# EXERCICE ÉCRIT
Répondez brièvement aux questions suivantes à partir du texte à lire.
(a) Qui a défini l'idée de la coopérative à vocation entrepreneuriale ?
(b) Où vit la grande majorité des personnes souffrant de la faim ?
(c) Hormis l'agriculture, quels secteurs l'approche multisectorielle doit-elle englober ?

# TEXTE À LIRE
- - - - -
L’idée de la coopérative à vocation entrepreneuriale, telle qu’elle a été définie par Friedrich Wilhelm Raiffeisen et Hermann Schulze-Delitzsch (voir l’article Les coopératives, clé magique dans la lutte contra la pauvreté ?), a une longue tradition et est restée moderne jusqu’à nos jours. Son succès est visible dans de nombreux pays. Dans le monde entier, les structures coopératives sont des piliers importants de l’économie, que ce soit dans le secteur financier, dans le secteur des petites et moyennes entreprises ou dans l’agriculture, et ce aussi bien dans les pays émergents que dans les pays en développement.
Les zones rurales trop longtemps négligées
En raison de la situation critique de l’alimentation et des revenus dans de nombreux pays, l’importance d’une agriculture performante et du milieu rural est de nouveau au cœur de la discussion et des considérations politiques. Les causes de la crise alimentaire sont nombreuses : changements climatiques, manque de capitaux, absence de savoir-faire, infrastructures déficientes, transformations erratiques du marché et des structures au niveau national et international et absence d’accès au marché pour la grande masse des paysans. Il est consternant que la grande majorité des personnes souffrant de la faim vivent en milieu rural. Le secteur agricole a été trop longtemps négligé par les gouvernements des pays concernés de même que par les organisations internationales ; dans bien des pays, aucune politique agricole ou politique en faveur du milieu rural n’a été poursuivie par le gouvernement.
Il importe que les gouvernements des pays concernés de même que la communauté internationale réagissent. Leur objectif doit être de produire davantage de denrées alimentaires, d’acheminer celles-ci jusqu’au consommateur et d’accroître les revenus des producteurs afin que ceux-ci puissent servir de base au développement rural en général.
Importance de l’économie rurale
La mondialisation a donné lieu à de profonds changements des relations économiques et des marchés, et ce jusqu’au niveau local. Il faut dépasser l’intégration unilatérale des économies nationales en développement, et en particulier celle du secteur agricole dans l’économie, en renforçant les marchés. C’est là le seul moyen de garantir la création de valeur ajoutée dans le secteur agricole, et en même temps, l’accroissement des revenus dans les zones rurales.
Ce processus doit s’appuyer sur une approche multisectorielle et tenir compte des relations systémiques et des liens possibles en amont et en aval ; il ne doit donc pas se limiter à l’agriculture, mais doit englober la petite industrie et le secteur des services en milieu rural : le développement agricole et le développement hors agriculture doivent se compléter mutuellement et donner lieu à la création de circuits économiques et chaînes de résultats viables.
Il faut donc que l’agriculture exploite mieux son potentiel. En s’intégrant dans les marchés, le secteur agricole peut contribuer de façon considérable au développement local, à condition que la valeur ajoutée créée dans le secteur agricole soit effectivement restituée aux régions rurales ou génère ici une augmentation des recettes qui permettra de tirer profit du progrès technique et économique grâce à des investissements, à l’extension des capacités, etc.
- - - - -
# DONNÉES FOURNIES
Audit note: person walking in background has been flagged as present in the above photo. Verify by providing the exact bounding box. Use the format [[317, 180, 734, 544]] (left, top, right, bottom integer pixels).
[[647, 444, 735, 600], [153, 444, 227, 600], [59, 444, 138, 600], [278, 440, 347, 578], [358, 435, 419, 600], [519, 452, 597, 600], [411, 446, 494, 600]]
- - - - -
# RÉPONSE À L'EXERCICE
(a) Friedrich Wilhelm Raiffeisen et Hermann Schulze-Delitzsch.
(b) En milieu rural.
(c) La petite industrie et le secteur des services en milieu rural.